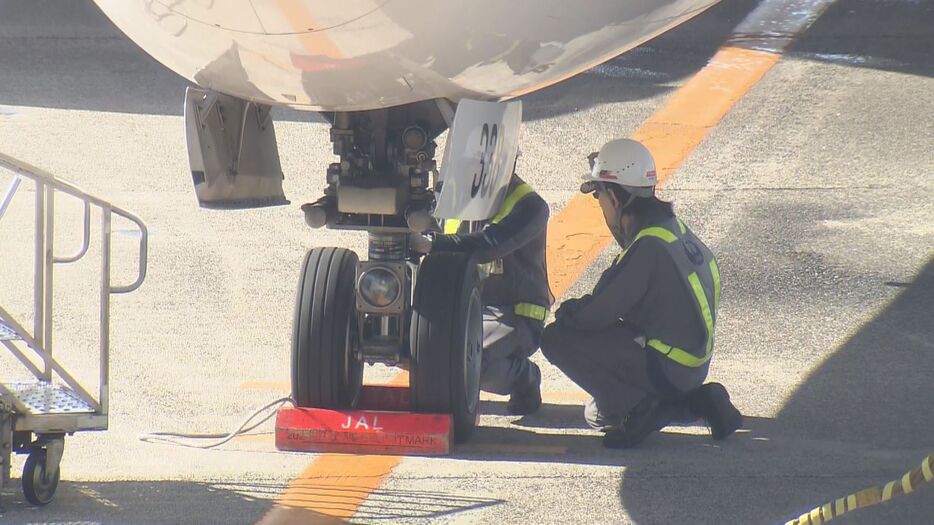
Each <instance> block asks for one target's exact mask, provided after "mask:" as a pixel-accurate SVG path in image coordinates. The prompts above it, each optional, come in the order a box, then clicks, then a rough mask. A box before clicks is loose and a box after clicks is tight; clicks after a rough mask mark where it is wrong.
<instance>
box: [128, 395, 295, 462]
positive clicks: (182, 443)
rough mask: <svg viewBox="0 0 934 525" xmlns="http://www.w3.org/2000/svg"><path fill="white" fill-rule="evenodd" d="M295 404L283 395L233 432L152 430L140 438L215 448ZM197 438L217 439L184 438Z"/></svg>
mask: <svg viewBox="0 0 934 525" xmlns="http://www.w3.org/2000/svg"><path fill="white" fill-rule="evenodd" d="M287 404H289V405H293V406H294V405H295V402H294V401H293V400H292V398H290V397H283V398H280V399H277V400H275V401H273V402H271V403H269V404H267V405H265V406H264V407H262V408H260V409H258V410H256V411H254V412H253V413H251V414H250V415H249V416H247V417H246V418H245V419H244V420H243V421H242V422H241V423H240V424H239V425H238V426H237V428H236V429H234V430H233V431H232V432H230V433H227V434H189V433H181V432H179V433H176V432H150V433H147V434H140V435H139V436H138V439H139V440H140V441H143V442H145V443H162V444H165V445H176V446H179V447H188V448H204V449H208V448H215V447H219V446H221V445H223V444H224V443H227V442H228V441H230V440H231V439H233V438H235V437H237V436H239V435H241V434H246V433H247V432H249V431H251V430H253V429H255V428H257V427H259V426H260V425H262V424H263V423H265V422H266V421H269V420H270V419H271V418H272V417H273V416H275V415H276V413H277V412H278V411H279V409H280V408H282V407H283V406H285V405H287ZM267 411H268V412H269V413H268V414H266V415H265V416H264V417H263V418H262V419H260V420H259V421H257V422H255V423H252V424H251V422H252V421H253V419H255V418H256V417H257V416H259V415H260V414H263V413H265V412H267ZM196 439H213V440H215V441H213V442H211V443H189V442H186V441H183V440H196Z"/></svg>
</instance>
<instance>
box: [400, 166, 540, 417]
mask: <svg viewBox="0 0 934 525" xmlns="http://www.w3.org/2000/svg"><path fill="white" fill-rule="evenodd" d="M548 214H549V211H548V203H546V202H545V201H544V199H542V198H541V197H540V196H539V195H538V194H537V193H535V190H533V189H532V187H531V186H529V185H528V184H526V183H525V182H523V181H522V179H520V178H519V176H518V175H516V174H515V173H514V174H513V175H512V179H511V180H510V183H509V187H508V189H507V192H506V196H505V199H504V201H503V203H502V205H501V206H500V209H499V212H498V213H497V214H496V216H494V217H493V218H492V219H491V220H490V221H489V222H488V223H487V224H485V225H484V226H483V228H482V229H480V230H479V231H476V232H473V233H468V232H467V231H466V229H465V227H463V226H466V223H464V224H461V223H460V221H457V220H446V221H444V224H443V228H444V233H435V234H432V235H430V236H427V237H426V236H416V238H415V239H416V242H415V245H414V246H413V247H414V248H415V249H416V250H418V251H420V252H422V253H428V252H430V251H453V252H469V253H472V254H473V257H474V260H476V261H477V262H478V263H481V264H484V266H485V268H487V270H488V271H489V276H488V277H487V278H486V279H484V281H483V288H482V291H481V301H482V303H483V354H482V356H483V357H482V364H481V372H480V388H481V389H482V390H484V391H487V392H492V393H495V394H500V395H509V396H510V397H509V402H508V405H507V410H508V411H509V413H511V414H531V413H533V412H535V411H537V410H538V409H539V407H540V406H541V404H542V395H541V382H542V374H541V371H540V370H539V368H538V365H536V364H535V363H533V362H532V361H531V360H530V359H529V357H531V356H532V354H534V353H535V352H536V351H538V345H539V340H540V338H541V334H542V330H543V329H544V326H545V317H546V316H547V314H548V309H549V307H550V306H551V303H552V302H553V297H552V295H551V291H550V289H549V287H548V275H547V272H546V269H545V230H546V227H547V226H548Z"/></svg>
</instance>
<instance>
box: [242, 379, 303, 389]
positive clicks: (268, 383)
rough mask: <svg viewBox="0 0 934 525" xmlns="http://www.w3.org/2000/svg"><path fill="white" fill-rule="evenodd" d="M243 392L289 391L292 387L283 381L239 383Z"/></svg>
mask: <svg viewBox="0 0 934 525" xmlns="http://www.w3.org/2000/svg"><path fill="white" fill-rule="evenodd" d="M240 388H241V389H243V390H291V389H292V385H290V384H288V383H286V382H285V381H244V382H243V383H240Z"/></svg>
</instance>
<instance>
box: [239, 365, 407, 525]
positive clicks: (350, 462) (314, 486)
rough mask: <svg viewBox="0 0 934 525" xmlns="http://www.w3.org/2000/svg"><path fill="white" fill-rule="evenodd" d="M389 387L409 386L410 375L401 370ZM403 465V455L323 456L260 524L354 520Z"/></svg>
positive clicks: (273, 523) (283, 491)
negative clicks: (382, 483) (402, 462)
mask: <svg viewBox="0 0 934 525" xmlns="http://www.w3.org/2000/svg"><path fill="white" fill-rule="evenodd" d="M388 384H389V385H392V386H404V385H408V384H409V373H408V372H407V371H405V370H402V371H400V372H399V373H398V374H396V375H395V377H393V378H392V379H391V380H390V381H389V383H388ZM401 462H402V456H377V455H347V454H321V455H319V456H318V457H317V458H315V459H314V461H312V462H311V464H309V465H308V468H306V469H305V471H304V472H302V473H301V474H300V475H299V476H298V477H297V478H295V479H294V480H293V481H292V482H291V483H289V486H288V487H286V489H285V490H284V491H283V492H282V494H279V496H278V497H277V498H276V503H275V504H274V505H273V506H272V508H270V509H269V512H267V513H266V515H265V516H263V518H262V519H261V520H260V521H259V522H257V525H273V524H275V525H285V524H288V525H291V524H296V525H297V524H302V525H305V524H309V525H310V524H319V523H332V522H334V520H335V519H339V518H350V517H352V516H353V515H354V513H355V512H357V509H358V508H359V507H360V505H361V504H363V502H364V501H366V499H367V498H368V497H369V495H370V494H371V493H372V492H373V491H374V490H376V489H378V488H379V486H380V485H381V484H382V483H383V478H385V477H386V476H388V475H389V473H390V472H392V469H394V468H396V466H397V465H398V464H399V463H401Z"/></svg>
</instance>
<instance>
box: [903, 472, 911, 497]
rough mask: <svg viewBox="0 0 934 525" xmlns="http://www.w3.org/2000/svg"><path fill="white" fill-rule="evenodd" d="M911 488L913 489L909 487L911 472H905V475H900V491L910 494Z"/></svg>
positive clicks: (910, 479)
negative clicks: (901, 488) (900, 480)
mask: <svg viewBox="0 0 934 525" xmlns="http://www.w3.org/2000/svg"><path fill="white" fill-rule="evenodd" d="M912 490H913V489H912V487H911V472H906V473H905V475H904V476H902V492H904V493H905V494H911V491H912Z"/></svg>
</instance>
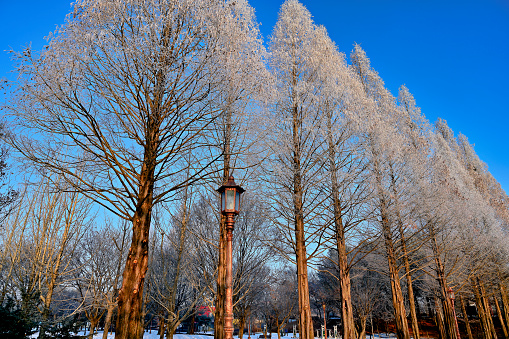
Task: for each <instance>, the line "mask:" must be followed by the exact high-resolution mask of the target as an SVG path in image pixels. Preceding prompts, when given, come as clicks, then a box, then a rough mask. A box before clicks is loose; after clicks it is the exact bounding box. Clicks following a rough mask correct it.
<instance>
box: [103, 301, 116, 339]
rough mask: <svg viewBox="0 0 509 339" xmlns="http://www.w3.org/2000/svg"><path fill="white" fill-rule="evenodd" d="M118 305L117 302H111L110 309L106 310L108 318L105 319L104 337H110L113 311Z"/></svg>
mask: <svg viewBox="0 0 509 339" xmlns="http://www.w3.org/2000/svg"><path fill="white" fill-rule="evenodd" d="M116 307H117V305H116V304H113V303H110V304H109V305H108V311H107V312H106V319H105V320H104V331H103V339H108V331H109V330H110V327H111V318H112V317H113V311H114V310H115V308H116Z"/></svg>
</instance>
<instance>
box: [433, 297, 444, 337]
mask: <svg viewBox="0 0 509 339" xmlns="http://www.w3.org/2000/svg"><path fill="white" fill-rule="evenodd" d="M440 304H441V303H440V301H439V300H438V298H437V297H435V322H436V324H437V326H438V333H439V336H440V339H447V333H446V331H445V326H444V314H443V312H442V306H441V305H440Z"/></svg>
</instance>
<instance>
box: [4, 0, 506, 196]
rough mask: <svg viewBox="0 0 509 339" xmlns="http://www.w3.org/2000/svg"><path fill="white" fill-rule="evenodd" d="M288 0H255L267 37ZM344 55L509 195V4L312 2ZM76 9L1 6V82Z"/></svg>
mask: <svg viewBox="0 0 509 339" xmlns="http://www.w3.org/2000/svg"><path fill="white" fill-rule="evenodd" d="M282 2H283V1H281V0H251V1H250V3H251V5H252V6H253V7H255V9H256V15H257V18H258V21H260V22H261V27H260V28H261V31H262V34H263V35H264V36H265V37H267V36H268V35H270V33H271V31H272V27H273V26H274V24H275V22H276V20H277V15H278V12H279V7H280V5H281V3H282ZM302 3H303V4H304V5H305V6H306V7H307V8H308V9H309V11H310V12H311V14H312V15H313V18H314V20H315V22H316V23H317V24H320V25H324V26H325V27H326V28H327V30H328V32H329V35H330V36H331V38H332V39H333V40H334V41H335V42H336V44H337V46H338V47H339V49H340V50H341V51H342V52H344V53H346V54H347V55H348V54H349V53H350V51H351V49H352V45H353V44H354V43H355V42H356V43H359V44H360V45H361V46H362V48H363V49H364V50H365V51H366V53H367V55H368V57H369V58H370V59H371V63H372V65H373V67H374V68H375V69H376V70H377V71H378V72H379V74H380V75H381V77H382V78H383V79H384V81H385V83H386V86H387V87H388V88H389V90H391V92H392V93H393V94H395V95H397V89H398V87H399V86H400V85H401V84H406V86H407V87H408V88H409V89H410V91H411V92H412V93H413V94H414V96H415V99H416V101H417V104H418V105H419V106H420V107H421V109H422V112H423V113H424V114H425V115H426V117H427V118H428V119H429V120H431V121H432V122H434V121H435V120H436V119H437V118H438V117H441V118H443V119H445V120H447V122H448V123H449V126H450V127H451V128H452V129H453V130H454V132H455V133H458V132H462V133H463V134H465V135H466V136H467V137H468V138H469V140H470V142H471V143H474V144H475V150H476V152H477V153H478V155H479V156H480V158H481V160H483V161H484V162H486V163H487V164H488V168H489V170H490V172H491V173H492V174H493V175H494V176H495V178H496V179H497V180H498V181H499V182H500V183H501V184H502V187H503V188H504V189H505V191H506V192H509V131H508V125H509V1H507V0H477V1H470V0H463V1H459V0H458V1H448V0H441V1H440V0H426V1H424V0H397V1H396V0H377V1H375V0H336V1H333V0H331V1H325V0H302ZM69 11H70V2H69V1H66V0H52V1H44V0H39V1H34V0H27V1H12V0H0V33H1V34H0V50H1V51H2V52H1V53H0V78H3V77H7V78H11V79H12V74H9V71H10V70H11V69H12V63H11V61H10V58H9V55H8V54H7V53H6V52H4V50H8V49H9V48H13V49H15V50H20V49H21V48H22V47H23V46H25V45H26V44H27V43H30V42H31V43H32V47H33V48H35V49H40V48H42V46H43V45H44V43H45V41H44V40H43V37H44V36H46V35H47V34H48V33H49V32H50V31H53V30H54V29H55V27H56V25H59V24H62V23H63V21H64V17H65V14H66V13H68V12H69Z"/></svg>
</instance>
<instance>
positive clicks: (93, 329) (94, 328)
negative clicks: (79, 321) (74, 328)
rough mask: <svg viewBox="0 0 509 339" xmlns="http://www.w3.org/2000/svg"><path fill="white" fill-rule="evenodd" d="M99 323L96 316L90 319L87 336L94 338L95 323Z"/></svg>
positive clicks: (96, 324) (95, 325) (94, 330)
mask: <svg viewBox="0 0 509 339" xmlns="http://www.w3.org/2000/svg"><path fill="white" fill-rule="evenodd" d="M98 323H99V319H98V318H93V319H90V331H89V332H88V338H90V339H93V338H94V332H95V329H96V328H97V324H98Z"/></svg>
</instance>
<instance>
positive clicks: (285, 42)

WHAT TO WORK ON:
State how many lines of the listing above contain the string "loose", with case counting, and reply with that number alone.

ANSWER BELOW:
2